- Aim of the task: Lines before the one containing "the rocky shoreline." are left out; that line and every line after it, through the end of the records, are to be reproduced exactly.

- Working data:
Segment Open

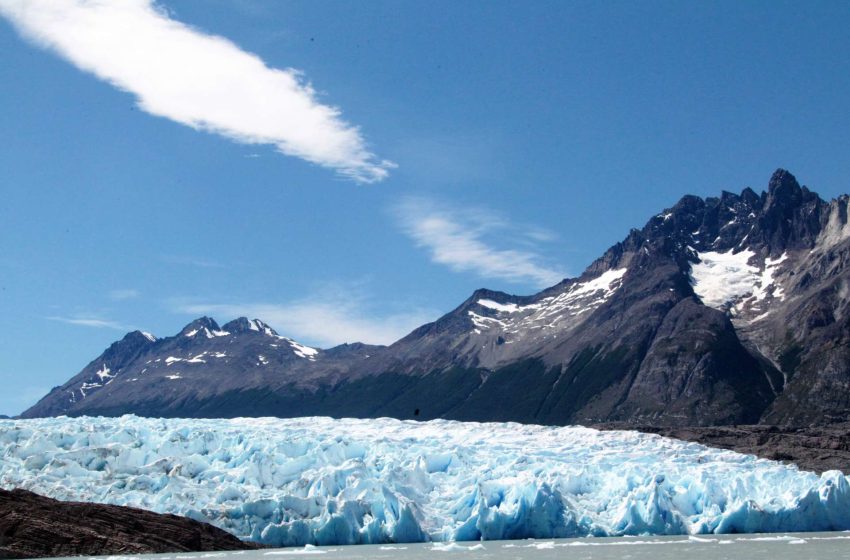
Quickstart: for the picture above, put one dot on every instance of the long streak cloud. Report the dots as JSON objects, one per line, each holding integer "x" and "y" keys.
{"x": 200, "y": 80}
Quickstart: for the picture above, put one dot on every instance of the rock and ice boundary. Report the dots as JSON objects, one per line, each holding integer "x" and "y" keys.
{"x": 323, "y": 481}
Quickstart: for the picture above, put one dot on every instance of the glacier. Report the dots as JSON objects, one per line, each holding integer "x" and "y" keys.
{"x": 323, "y": 481}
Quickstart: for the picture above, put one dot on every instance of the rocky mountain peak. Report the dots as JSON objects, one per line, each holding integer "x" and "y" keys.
{"x": 783, "y": 191}
{"x": 244, "y": 325}
{"x": 199, "y": 324}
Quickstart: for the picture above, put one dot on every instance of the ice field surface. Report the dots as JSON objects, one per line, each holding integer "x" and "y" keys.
{"x": 322, "y": 481}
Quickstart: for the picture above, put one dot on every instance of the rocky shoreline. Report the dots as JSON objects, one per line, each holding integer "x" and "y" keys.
{"x": 815, "y": 448}
{"x": 33, "y": 526}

Segment Closed

- Result:
Quickstart: for the picture above, put one dot on every instance of the rocky shoreline. Report the dots as JSON objects, one per line, each holding integer "x" and "y" keys.
{"x": 815, "y": 448}
{"x": 33, "y": 526}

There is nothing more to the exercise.